B. une entrée en vigueur progressive qui nécessite des ajustements du droit en vigueur
Le règlement (UE) 2023/956 du 10 mai 2023 prévoit que le MACF entrera pleinement en application en 2026, à la suite d’une période transitoire, qui a débuté le 1er octobre 2023 et qui se terminera le 31 décembre 2025. La période transitoire du MACF doit fonctionner comme une phase d’apprentissage permettant d’améliorer et de consolider le dispositif afin de le rendre pleinement opérationnel avant son entrée en vigueur effective.
Pendant cette période transitoire, les importateurs de produits concernés par le MACF doivent calculer et déclarer leurs émissions importées sur une base trimestrielle (du 1er octobre 2023 au 31 décembre 2025) puis annuelle (à partir du 1er janvier 2026). Pour cela, un « registre MACF » a été mis en place au niveau de l’Union européenne. Les entreprises françaises concernées peuvent y avoir accès grâce à leur compte en ligne auprès des douanes. À partir de 2026, ces déclarations devront faire l’objet d’une vérification par un organisme certifié.
Un des facteurs clés de succès, et une difficulté déjà réelle pour certaines entreprises, réside dans la capacité des importateurs à recueillir facilement des informations précises auprès de leurs fournisseurs (identification et transmission de données techniques concernant différents aspects de leurs procédés de production, application des méthodes de calcul de l’UE pour les émissions carbone) qui ne sont pas tous habitués à communiquer. La direction générale de l’énergie et du climat (DGEC) a publié un guide pour aider les entreprises à remplir cette obligation. Cela pourrait également créer des tensions commerciales avec certains partenaires, ce qui fait que l’Union européenne se laisse la possibilité de négocier des accords bilatéraux avec d’autres États dans le monde pour appliquer et moduler au mieux la réglementation si cela s’avérait nécessaire.
À partir du 1er janvier 2026, seuls les importateurs disposant du statut de « déclarant MACF autorisé » seront autorisés à importer les marchandises relevant du MACF dans le territoire douanier de l’Union européenne. Ce statut aura valeur de licence d’importation et sera contrôlé par la douane. Il sera octroyé aux importateurs par l’autorité administrative compétente (en France, il s’agit de la direction générale de l’énergie et du climat du ministère chargé de l’écologie), sur demande justifiée et documents à l’appui, à partir du 1er janvier 2025.
Source : ministère de la transition écologique, de l’énergie, du climat et de la prévention des risques
En dehors du statut de déclarant MACF autorisé, les importateurs devront disposer des certificats carbone correspondant aux émissions générées par les produits qu’ils prévoient d’importer dans l’année qui suit. Le règlement relatif au MACF prévoit également une obligation pour les déclarants MACF autorisés de détenir, à la fin de chaque trimestre, un stock de certificats carbone correspondant à 80 % de leurs émissions importées à date. Enfin, les déclarants MACF autorisés devront déposer une « déclaration MACF » récapitulant les données relatives aux importations de l’année civile précédente au plus tard le 31 mai de chaque année. La première déclaration annuelle, décrivant les émissions importées sur l’année 2026, devra être déposée via la plateforme MACF avant le 31 mai 2027. En fonction de cette déclaration, les importateurs devront restituer plus ou moins de certificats MACF pour se conformer à la législation. Il y aura donc une obligation d’acquérir des certificats MACF a priori puis un contrôle a posteriori.

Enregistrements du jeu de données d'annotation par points

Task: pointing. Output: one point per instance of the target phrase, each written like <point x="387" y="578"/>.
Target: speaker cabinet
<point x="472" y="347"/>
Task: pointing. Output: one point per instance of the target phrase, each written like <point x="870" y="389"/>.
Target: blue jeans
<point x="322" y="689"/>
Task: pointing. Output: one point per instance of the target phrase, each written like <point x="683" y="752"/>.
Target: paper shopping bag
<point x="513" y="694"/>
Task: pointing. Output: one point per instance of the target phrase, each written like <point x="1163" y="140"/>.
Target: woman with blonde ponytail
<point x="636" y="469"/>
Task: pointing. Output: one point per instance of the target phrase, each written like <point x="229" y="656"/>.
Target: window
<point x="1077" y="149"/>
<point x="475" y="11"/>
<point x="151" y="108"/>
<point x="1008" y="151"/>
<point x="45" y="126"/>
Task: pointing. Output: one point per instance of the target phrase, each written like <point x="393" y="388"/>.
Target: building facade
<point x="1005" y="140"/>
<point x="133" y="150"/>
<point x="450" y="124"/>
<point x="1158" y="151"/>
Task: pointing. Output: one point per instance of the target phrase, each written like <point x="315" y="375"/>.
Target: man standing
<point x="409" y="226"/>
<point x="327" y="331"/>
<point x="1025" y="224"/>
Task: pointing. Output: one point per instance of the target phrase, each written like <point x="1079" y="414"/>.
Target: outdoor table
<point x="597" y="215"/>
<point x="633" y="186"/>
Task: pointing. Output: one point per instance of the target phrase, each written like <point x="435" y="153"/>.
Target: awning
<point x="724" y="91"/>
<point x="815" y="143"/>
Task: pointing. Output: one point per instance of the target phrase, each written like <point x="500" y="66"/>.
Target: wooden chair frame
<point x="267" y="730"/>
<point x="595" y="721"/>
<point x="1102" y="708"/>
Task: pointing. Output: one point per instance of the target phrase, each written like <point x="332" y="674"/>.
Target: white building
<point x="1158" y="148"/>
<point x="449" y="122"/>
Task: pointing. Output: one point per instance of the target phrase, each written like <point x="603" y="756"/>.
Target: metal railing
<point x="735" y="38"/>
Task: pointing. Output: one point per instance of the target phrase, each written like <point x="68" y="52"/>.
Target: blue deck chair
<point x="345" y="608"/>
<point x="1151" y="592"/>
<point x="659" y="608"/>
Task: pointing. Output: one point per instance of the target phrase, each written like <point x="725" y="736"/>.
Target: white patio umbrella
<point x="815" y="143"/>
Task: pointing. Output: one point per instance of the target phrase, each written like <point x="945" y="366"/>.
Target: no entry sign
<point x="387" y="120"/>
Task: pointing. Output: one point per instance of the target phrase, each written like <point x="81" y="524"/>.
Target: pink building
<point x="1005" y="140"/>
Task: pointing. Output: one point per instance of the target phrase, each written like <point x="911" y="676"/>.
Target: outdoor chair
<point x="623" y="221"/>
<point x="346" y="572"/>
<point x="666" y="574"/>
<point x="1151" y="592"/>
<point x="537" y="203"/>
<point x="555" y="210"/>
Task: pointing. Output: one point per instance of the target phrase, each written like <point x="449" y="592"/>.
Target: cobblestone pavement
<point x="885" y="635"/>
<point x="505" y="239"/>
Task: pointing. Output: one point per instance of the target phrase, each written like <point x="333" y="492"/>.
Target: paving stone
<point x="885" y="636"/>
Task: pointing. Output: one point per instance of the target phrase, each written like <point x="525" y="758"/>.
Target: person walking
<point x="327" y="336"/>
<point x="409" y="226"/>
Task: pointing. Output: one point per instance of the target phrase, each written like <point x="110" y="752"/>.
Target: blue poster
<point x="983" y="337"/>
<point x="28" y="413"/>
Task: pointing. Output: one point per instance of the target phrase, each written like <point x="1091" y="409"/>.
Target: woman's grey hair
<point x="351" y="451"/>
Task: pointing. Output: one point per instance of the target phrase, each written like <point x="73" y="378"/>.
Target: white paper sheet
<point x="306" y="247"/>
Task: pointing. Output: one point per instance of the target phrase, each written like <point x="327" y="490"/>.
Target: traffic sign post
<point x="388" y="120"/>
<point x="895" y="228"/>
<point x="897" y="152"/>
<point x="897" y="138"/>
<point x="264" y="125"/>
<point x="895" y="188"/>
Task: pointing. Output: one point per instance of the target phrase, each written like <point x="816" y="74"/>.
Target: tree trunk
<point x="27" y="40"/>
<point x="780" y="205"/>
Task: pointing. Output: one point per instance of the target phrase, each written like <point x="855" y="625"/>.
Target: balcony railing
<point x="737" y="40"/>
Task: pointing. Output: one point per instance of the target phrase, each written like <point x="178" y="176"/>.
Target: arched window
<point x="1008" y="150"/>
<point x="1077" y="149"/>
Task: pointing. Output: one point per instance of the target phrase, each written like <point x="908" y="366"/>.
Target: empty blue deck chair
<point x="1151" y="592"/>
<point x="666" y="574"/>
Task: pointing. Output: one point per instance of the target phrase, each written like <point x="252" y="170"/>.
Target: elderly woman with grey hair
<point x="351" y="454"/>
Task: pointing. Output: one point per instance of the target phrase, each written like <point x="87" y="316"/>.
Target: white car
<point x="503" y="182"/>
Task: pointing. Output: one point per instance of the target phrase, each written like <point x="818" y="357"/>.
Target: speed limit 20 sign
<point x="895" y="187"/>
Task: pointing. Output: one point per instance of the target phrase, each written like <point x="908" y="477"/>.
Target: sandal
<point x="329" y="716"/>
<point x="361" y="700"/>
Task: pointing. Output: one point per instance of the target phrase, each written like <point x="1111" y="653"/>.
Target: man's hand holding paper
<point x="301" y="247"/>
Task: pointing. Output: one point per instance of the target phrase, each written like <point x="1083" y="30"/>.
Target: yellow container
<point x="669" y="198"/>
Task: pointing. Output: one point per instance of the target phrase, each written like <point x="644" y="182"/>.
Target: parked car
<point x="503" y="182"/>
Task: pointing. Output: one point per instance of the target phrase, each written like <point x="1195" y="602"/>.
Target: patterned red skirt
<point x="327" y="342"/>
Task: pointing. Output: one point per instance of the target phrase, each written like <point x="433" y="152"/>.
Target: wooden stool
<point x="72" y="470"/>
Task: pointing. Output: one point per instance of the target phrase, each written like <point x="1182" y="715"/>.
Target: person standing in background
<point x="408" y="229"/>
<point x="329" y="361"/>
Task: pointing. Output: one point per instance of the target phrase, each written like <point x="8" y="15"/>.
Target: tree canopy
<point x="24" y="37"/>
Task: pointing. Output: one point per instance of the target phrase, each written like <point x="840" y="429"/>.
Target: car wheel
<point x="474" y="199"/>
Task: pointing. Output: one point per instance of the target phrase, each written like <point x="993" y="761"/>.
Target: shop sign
...
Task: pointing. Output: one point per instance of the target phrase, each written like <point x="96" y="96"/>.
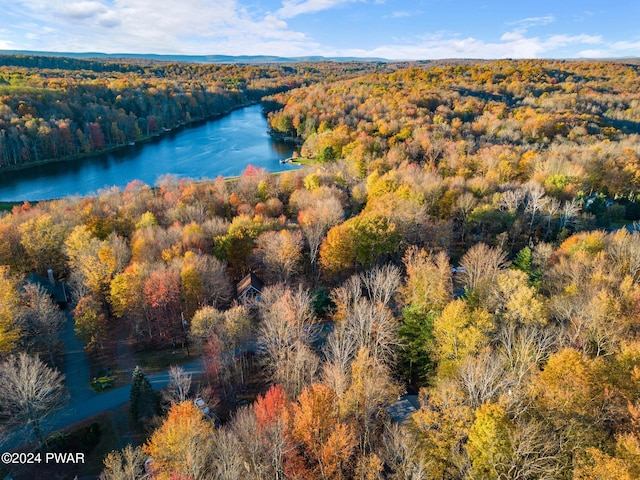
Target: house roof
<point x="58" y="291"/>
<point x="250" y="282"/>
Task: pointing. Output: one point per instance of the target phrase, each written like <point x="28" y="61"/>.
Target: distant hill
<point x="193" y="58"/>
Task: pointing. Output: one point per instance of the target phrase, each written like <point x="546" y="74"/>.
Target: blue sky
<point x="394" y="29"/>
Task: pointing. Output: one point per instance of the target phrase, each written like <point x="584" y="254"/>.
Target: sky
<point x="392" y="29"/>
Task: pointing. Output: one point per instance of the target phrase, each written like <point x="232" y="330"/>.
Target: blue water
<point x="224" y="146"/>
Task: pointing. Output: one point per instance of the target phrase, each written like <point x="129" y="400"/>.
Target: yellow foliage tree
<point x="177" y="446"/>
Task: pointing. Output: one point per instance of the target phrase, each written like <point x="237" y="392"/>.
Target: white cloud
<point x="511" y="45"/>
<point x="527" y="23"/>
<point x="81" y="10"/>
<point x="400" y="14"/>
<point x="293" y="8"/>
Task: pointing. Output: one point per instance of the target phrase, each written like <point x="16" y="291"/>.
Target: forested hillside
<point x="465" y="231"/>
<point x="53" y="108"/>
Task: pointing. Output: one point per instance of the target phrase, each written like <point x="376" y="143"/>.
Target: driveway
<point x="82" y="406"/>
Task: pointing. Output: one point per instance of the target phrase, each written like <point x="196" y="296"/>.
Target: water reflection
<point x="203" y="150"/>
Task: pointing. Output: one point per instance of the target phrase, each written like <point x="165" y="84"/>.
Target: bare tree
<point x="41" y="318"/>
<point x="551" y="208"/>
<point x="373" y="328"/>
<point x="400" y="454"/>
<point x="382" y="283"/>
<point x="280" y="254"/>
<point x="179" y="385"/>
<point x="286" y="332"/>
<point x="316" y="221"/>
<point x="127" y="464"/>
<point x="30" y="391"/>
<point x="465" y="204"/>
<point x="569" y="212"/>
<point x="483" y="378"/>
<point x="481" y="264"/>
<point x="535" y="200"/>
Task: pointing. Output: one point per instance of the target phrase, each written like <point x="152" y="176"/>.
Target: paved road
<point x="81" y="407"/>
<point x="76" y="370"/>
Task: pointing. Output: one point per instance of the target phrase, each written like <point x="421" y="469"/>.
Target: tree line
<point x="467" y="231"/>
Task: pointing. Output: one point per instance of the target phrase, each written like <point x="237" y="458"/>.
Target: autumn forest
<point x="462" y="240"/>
* * *
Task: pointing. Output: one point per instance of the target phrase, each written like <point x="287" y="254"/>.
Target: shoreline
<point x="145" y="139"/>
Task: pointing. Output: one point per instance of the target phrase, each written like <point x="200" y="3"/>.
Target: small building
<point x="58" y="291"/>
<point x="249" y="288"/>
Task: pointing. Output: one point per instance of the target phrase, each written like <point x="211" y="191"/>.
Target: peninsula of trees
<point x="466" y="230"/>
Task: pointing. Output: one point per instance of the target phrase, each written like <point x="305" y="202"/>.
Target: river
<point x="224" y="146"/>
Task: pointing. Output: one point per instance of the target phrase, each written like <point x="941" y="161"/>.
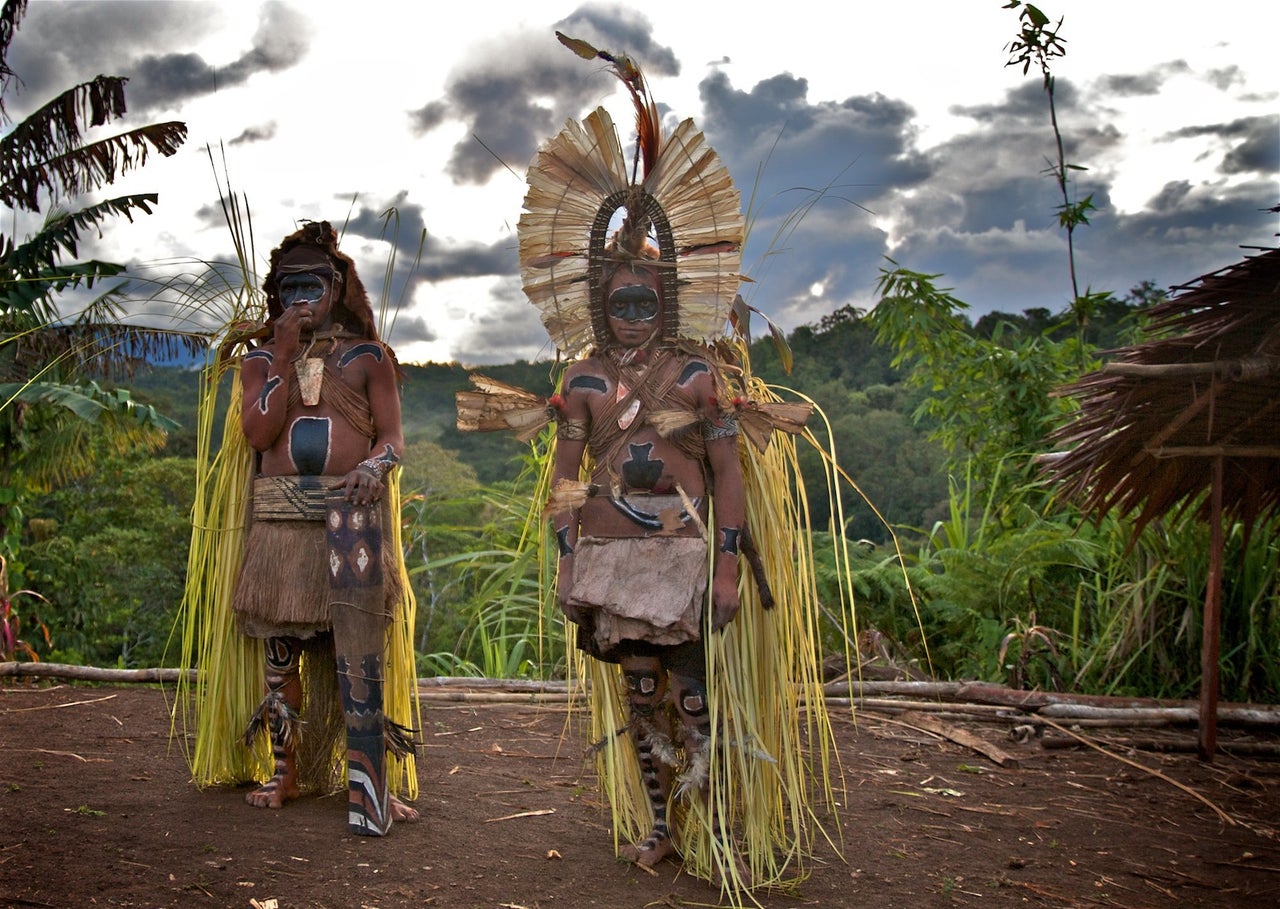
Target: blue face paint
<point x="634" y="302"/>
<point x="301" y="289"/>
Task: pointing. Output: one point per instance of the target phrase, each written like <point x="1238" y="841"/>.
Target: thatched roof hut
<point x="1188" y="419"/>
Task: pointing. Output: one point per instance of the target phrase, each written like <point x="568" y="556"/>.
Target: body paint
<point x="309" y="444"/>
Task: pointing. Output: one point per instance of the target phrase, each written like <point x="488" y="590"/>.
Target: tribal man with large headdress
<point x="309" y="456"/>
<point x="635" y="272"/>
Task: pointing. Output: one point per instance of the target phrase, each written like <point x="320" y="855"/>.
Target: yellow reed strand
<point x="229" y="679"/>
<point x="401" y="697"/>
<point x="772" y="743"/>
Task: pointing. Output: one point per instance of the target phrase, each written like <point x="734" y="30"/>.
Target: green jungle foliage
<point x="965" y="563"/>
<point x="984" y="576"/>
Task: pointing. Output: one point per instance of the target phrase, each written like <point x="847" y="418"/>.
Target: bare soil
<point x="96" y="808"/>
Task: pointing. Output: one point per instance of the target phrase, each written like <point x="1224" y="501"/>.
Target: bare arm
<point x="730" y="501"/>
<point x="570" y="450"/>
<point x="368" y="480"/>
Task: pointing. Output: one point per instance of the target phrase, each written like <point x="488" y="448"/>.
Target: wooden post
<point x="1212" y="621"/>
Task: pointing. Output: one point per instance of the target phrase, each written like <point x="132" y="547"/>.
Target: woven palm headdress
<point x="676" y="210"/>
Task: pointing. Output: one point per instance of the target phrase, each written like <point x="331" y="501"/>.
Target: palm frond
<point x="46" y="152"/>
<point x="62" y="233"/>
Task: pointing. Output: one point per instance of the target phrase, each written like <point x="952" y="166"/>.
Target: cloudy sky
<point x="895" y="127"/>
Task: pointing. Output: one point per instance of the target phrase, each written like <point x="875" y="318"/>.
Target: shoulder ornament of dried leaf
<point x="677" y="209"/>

__CONSIGNE__
Dans l'extrait sur le MACF, réécrivez sous forme de liste plus courte le paragraphe qui commence par « À partir du 1er janvier 2026, seuls les importateurs », s'il vous plaît, en conservant ses faits principaux.

__RÉSULTAT FINAL__
- À partir du 1er janvier 2026, seuls les importateurs ayant le statut de « déclarant MACF autorisé » pourront importer les marchandises relevant du MACF dans le territoire douanier de l'Union européenne.
- Ce statut vaut licence d'importation et sera contrôlé par la douane.
- Il sera accordé par l'autorité administrative compétente (en France, la direction générale de l'énergie et du climat du ministère chargé de l'écologie), sur demande justifiée et documents à l'appui, à partir du 1er janvier 2025.